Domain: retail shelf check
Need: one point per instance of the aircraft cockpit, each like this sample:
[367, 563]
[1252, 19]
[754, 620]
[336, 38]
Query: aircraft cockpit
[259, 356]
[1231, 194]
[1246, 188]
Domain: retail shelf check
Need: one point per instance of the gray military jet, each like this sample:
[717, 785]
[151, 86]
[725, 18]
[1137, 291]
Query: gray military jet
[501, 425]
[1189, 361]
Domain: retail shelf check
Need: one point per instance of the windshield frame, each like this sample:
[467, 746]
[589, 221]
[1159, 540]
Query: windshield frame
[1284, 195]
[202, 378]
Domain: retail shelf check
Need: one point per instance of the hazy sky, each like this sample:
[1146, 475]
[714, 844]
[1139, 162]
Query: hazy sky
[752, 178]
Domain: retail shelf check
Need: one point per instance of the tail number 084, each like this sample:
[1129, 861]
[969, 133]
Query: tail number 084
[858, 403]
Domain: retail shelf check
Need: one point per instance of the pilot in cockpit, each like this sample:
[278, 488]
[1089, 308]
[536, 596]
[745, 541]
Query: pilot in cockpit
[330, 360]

::::::

▶ _Exercise_: To answer, copy each line from the material above that has the word "this".

▶ _Written answer_:
Need: one point per instance of the aircraft cockpit, each like this sample:
Need: one point per instance of the gray military jet, each like this sample:
Need: one point per instance of the windshield frame, each like this sample:
Need: one point per instance of the hazy sky, each like this sample:
Need: one point per instance of the tail number 084, each like this sample:
Need: one point per instance of the pilot in cockpit, each like this sample:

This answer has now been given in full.